--- Start THE INPUT ---

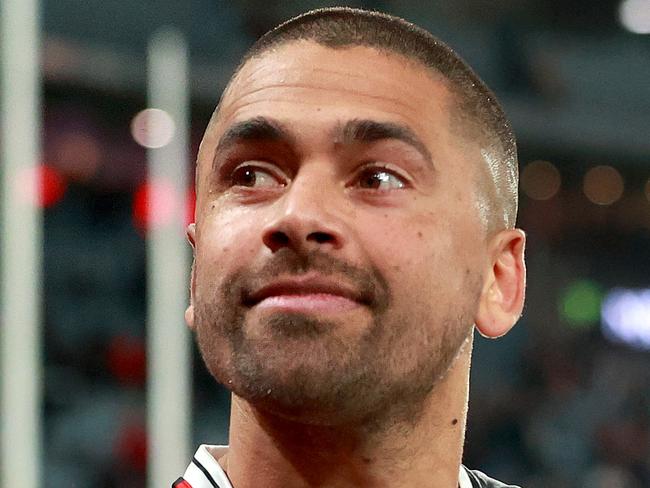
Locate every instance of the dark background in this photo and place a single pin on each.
(558, 402)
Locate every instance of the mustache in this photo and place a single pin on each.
(368, 282)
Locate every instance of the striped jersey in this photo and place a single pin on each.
(205, 472)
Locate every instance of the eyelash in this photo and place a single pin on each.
(365, 169)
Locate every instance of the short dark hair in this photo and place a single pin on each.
(478, 110)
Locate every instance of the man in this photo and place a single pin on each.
(357, 193)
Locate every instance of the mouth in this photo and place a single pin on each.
(309, 293)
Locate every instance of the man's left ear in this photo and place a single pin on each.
(502, 297)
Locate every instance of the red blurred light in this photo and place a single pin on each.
(41, 185)
(155, 204)
(126, 359)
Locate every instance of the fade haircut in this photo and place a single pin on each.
(478, 115)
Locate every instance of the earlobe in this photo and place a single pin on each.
(502, 297)
(190, 232)
(189, 311)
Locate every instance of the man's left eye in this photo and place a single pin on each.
(380, 179)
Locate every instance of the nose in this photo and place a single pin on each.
(306, 218)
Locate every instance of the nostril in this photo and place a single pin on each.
(320, 237)
(278, 239)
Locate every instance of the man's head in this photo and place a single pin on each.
(356, 198)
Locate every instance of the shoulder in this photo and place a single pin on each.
(481, 480)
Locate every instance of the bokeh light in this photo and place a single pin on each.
(634, 15)
(603, 185)
(155, 204)
(40, 185)
(580, 303)
(152, 128)
(626, 316)
(540, 180)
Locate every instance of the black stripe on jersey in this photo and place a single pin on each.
(205, 472)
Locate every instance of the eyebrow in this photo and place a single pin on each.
(256, 129)
(263, 129)
(362, 130)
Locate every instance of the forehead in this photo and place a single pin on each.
(303, 78)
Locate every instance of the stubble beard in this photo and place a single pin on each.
(300, 369)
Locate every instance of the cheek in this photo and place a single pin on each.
(224, 239)
(426, 252)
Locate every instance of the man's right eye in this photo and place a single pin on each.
(253, 177)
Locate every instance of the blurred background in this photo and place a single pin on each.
(561, 401)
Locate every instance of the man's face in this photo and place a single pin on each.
(339, 252)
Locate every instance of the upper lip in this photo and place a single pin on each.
(303, 285)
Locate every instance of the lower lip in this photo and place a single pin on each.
(314, 302)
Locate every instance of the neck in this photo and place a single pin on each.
(266, 450)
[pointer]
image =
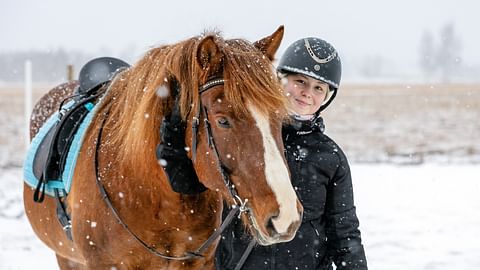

--- End THE INPUT ---

* [WRITTEN PROBLEM]:
Convert the data above into a JSON list of strings, with one string per line and blank lines omitted. Exclude the pictures from the output.

* [RESPONSE]:
[
  "Locate every instance of the dark background in this photo and place a single pin on each.",
  "(558, 402)",
  "Locate every instance of the mustache in this photo and place a single pin on each.",
  "(368, 282)",
  "Locate every instance of the striped jersey in this photo and place a single pin on each.",
  "(205, 472)",
  "Locate every instance of the eyelash in this photo and place a single pin on each.",
  "(365, 169)",
  "Locate every instance of the short dark hair in this photo and place a single pin on each.",
  "(478, 110)",
  "Locate every instance of the man in this photo and place a single pin on each.",
  "(357, 193)",
  "Locate every instance of the mouth in this photo and place a single pin on each.",
  "(309, 293)",
  "Locate every instance of the man's left ear in this photo and place a single pin on each.",
  "(502, 297)",
  "Locate every instance of the red blurred light in this photo and place a single pin on each.",
  "(41, 185)",
  "(155, 204)",
  "(126, 359)",
  "Locate every instance of the fade haircut in this photo and place a single pin on each.",
  "(478, 115)",
  "Locate every instance of the earlobe in this photo and place a single pin on each.",
  "(502, 297)",
  "(190, 232)",
  "(189, 311)",
  "Locate every instance of the man's left eye in this photo and place a single pin on each.",
  "(380, 179)",
  "Locate every instance of the nose in this photo and place a single pin on each.",
  "(306, 218)",
  "Locate every instance of the nostril in this photo and place a single pin on each.",
  "(320, 237)",
  "(278, 239)",
  "Locate every instance of the man's head in this photo and place a single pin on each.",
  "(356, 198)",
  "Locate every instance of the shoulder in this photo and place a single pin on each.",
  "(481, 480)",
  "Locate every instance of the bokeh light in this photo and place a single pin on each.",
  "(634, 15)",
  "(603, 185)",
  "(155, 204)",
  "(40, 185)",
  "(580, 303)",
  "(152, 128)",
  "(626, 316)",
  "(540, 180)",
  "Locate every instance of the black stripe on jersey in this photo and place a single pin on each.",
  "(205, 472)",
  "Locate every instance of the eyebrow in this photo and place a single pin on each.",
  "(256, 129)",
  "(263, 129)",
  "(362, 130)",
  "Locate every instance of the forehead in this photo and place a single pin on each.",
  "(303, 78)",
  "Locate every instance of the stubble beard in this photo and place a single pin on each.",
  "(300, 369)",
  "Locate every instance of the cheek in this photo and place a single pin on each.",
  "(224, 239)",
  "(426, 252)",
  "Locate every instance of the man's right eye in this photo and place a single pin on each.",
  "(253, 177)",
  "Locate every instance of the blurred background in this photo and place a single pin on each.",
  "(561, 401)",
  "Locate every instance of the man's face in this photo and place a single pin on each.",
  "(339, 252)",
  "Locate every instance of the upper lip in this photo and place a single pin on each.",
  "(303, 285)",
  "Locate every instance of the lower lip in this photo and place a single pin on each.",
  "(314, 302)",
  "Locate every instance of the neck in this photo and place a single pin on each.",
  "(266, 450)",
  "[pointer]",
  "image ="
]